**INSTRUCTION**
Revise the lines below by replacing every "Mark the region" with "Trace the area", leaving all other text unchanged.

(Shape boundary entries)
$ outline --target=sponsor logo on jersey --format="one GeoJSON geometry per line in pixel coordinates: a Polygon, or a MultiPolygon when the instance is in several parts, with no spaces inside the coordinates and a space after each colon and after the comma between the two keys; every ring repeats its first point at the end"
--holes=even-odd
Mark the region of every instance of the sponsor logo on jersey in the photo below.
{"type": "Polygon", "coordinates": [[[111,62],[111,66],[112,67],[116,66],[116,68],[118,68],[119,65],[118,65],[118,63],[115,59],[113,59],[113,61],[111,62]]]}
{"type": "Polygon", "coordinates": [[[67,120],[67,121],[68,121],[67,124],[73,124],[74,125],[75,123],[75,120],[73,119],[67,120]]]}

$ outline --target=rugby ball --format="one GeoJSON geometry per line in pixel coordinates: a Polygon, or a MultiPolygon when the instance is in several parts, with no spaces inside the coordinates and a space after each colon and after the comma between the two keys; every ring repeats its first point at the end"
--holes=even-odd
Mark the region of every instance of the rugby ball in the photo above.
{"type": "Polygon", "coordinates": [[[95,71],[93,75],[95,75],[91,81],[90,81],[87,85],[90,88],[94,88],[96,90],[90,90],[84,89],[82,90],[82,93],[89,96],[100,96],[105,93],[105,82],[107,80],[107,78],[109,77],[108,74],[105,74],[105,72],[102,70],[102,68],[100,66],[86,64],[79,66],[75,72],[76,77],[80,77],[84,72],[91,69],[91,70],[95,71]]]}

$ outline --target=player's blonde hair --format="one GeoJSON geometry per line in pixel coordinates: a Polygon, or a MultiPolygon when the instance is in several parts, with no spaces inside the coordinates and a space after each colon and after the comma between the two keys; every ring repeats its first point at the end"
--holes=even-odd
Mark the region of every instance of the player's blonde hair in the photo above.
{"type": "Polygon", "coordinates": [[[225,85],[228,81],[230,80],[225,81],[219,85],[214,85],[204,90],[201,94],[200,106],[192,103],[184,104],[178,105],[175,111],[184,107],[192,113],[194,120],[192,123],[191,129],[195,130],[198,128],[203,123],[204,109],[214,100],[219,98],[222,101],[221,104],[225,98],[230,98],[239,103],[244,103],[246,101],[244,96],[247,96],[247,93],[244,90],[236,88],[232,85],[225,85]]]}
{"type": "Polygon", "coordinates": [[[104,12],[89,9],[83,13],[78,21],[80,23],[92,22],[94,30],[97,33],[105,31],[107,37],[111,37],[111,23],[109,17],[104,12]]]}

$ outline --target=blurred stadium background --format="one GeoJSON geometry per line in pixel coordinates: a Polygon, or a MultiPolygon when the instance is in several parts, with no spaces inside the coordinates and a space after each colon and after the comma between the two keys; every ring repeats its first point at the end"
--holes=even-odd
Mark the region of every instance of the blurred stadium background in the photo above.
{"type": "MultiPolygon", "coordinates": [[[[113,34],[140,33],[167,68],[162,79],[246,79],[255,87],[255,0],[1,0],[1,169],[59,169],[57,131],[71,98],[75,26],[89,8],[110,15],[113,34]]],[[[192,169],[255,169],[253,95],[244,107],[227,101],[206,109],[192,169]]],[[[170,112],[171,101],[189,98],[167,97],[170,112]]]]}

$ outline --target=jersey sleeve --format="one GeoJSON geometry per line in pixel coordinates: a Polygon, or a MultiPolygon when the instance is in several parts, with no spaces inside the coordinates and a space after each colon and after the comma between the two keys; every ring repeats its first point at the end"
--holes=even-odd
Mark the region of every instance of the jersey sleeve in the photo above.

**THE REPLY**
$ outline --target=sponsor logo on jersey --format="one GeoJSON geometry per line in pixel coordinates: a Polygon, or a MultiPolygon when the instance is in several parts, with no spaces inside the coordinates and a space after each colon and after the comma between the two keys; every ring repeats its first point at the end"
--holes=even-odd
Trace the area of every instance of the sponsor logo on jersey in the photo below.
{"type": "Polygon", "coordinates": [[[111,62],[111,66],[112,67],[116,66],[116,68],[118,68],[119,65],[118,65],[118,63],[115,59],[113,59],[113,61],[111,62]]]}
{"type": "Polygon", "coordinates": [[[67,120],[67,121],[68,121],[67,124],[73,124],[74,125],[75,123],[75,120],[73,119],[67,120]]]}

$ outline --target=rugby ball --format="one GeoJSON geometry per line in pixel coordinates: a Polygon, or a MultiPolygon when the instance is in several parts, with no spaces inside the coordinates and a space after each colon and after the comma between the two keys; every ring repeats its first point at the end"
--holes=even-odd
Trace the area of every instance of the rugby ball in the photo above.
{"type": "Polygon", "coordinates": [[[95,71],[93,75],[95,75],[91,81],[90,81],[87,85],[90,88],[94,88],[96,90],[90,90],[84,89],[82,90],[82,93],[89,96],[100,96],[105,93],[105,82],[107,80],[107,78],[109,77],[108,74],[105,74],[105,72],[102,70],[102,68],[100,66],[86,64],[79,66],[75,72],[76,77],[80,77],[84,72],[91,69],[91,70],[95,71]]]}

$ outline --target=player's blonde hair --format="one GeoJSON geometry per line in pixel coordinates: a Polygon, or a MultiPolygon when the instance is in several parts, with no spaces inside the coordinates and a space after each colon and after the comma between the two keys; every ring repeats its first point at the end"
--holes=even-odd
Trace the area of every instance of the player's blonde hair in the photo above.
{"type": "Polygon", "coordinates": [[[225,85],[228,81],[230,80],[225,81],[219,85],[214,85],[204,90],[201,94],[200,106],[192,103],[184,104],[178,105],[175,111],[184,107],[192,113],[194,120],[192,123],[191,129],[195,130],[198,128],[203,123],[204,109],[214,100],[219,98],[222,101],[221,104],[225,98],[230,98],[239,103],[244,103],[246,101],[244,96],[247,96],[247,93],[244,90],[236,88],[232,85],[225,85]]]}
{"type": "Polygon", "coordinates": [[[104,12],[89,9],[83,13],[78,21],[80,23],[92,22],[94,30],[97,33],[105,31],[107,37],[111,37],[111,23],[109,17],[104,12]]]}

$ outline --target=blurred stadium background --format="one GeoJSON geometry per line in pixel coordinates: a Polygon, or a MultiPolygon when the instance is in several parts, with no spaces inside the coordinates and a space after each colon and after the comma between the two keys; every ring repeats its first point at the end"
--holes=even-odd
Trace the area of every instance of the blurred stadium background in the photo above.
{"type": "MultiPolygon", "coordinates": [[[[113,34],[140,33],[167,68],[162,79],[246,79],[255,87],[255,0],[1,0],[1,169],[59,169],[57,131],[71,98],[75,26],[89,8],[110,15],[113,34]]],[[[192,169],[255,169],[253,95],[244,107],[227,101],[206,109],[192,169]]],[[[170,112],[171,101],[189,98],[167,97],[170,112]]]]}

$ outline --target=jersey sleeve --format="one GeoJSON geometry per line in pixel coordinates: a Polygon, or a MultiPolygon when the instance is in several parts, with no spaces inside the coordinates and a space after each colon and after the comma between the two keys; every ring repeats its first point at the end"
--holes=even-odd
Trace the area of every instance of the jersey sleeve in the photo above.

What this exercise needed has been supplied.